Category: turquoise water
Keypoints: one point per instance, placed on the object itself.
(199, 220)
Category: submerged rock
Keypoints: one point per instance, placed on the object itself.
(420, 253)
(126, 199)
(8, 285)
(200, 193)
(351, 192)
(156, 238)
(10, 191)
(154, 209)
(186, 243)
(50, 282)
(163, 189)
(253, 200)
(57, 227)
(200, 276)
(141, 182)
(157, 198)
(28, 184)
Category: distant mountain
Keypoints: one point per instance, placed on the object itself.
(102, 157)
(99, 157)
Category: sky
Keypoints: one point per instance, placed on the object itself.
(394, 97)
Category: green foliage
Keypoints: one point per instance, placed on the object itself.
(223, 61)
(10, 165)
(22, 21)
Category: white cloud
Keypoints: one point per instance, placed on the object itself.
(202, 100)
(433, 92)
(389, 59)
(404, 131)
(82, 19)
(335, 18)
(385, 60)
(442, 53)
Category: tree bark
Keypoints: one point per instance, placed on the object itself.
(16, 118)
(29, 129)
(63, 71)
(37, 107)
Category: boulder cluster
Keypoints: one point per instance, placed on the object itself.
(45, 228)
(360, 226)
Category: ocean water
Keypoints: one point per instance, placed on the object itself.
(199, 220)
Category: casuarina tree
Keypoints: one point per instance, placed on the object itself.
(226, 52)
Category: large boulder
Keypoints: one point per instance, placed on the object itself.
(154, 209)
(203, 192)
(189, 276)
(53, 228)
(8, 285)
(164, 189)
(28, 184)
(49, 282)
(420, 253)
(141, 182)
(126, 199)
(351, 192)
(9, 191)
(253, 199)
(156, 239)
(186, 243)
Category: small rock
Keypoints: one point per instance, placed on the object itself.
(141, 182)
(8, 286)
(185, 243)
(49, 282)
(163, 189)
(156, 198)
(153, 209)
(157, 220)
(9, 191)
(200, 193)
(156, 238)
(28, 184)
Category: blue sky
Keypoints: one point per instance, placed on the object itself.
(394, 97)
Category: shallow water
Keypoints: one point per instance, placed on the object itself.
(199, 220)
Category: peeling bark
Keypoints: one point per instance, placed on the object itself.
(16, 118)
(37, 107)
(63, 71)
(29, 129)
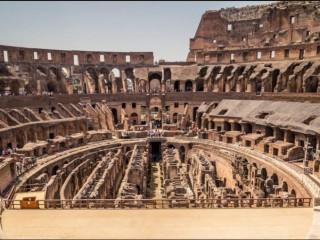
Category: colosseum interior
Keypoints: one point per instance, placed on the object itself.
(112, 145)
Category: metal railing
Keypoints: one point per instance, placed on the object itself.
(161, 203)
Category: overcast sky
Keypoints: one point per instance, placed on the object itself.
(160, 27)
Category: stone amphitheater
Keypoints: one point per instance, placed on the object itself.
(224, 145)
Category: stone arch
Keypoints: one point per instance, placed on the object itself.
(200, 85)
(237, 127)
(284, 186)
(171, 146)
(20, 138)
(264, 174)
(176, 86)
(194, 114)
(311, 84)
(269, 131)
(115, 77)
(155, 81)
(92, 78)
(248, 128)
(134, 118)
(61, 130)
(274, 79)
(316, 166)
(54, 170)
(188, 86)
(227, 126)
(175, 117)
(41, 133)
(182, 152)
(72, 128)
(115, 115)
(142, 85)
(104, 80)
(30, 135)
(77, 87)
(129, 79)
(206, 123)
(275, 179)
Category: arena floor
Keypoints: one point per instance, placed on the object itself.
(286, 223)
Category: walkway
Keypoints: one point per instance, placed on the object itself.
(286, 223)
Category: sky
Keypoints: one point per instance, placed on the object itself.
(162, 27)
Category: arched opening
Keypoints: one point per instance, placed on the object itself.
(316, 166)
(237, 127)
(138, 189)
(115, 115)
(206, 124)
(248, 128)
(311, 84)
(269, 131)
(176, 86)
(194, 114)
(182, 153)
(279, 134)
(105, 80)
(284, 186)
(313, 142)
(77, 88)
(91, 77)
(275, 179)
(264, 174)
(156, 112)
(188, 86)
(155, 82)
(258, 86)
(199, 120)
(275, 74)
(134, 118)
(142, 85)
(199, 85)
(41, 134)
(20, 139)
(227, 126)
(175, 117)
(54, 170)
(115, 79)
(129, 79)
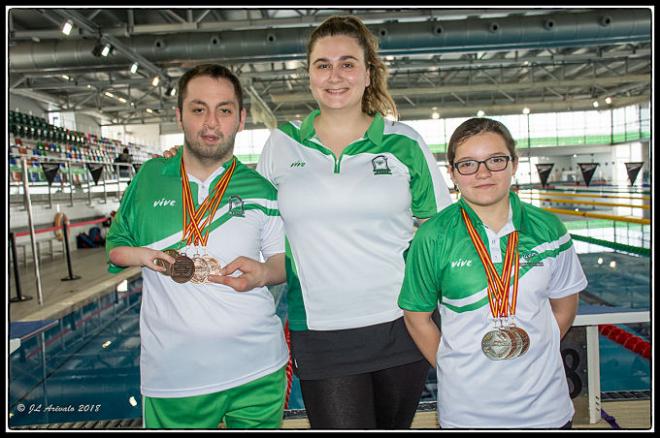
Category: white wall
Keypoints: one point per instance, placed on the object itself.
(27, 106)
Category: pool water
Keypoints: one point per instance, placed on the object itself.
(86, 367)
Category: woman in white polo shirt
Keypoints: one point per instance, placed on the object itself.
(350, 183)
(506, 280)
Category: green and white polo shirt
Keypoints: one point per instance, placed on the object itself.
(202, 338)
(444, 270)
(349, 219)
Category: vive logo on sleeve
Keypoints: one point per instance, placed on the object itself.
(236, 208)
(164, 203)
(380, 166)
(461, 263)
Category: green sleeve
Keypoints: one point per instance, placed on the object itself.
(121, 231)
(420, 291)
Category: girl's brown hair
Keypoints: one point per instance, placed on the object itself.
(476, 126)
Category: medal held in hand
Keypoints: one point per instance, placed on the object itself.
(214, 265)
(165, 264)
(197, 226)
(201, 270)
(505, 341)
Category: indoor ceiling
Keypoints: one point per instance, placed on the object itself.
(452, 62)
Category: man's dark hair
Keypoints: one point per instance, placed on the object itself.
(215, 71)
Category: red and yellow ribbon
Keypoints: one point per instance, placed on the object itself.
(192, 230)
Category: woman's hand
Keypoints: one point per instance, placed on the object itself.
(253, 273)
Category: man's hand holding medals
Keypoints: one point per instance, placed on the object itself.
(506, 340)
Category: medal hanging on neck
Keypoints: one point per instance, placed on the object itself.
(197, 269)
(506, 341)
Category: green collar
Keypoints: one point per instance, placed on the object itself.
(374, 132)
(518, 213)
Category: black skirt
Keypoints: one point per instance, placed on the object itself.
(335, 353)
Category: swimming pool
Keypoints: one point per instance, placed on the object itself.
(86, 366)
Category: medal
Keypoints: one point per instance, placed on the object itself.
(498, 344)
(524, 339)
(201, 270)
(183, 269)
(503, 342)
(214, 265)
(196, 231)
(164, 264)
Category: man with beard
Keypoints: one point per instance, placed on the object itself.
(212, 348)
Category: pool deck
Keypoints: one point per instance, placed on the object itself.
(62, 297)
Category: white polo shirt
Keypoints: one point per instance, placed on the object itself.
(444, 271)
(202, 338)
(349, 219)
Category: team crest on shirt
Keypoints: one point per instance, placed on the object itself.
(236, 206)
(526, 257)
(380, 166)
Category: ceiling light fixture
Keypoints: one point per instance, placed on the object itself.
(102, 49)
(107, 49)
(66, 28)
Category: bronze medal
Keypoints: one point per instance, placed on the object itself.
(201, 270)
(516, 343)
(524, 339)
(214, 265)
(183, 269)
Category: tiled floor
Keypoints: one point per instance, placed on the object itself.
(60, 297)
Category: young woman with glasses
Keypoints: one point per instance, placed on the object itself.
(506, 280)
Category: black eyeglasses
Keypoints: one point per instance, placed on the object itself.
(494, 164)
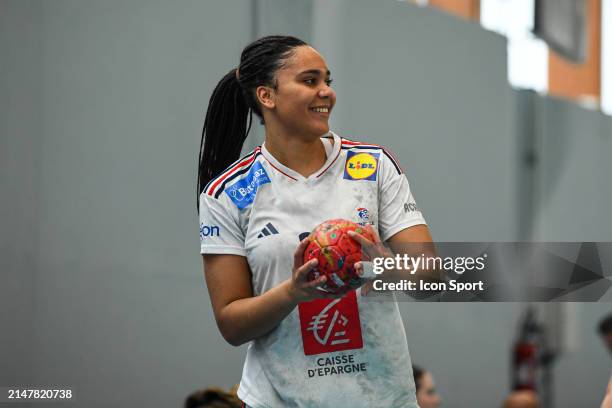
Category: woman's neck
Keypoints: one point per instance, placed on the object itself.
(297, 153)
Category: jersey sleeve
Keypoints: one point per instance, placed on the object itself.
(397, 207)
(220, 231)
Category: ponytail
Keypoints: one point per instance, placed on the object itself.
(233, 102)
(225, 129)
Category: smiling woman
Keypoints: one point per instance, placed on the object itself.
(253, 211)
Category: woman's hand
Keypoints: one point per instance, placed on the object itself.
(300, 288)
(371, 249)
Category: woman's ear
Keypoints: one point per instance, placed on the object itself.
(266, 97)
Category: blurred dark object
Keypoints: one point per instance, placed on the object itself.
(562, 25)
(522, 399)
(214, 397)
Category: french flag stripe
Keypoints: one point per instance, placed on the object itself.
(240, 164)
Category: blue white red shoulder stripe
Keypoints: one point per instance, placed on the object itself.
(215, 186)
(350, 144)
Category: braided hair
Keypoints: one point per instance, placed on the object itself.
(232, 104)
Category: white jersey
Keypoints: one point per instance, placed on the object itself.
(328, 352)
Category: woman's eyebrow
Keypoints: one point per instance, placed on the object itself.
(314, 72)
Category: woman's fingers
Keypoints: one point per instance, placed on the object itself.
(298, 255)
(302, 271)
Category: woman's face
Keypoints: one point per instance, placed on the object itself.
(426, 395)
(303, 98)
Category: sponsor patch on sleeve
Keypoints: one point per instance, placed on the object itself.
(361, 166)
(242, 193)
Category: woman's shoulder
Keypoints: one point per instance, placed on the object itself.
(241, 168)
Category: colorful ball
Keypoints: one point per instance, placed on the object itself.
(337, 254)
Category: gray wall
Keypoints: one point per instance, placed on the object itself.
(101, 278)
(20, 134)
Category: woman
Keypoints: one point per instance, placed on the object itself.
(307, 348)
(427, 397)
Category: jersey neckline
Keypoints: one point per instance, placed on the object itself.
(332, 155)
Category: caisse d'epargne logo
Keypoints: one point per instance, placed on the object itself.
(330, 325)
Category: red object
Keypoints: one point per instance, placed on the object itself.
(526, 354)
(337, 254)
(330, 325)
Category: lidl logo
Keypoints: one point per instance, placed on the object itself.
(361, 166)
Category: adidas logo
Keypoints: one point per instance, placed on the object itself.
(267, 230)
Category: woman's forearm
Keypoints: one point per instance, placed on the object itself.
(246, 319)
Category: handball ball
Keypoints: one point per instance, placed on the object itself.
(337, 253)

##############################

> Task brief: Rewrite the entries from the line containing "Category: red object" through the end of the entries, replacing "woman's forearm" with "woman's arm" and leaving every other line unchanged.

> Solution to this task:
Category: red object
Keypoints: one point per instance, placed on the object itself.
(526, 354)
(337, 254)
(330, 325)
Category: lidl logo
Keypoints: one point per instance, placed on the object itself.
(361, 166)
Category: adidas logo
Keypoints: one point per instance, placed on the object itself.
(267, 230)
Category: woman's arm
Keypoints: one point per instance, placed on the object itself.
(246, 319)
Category: handball ball
Keypoints: one point per instance, placed on the object itself.
(337, 253)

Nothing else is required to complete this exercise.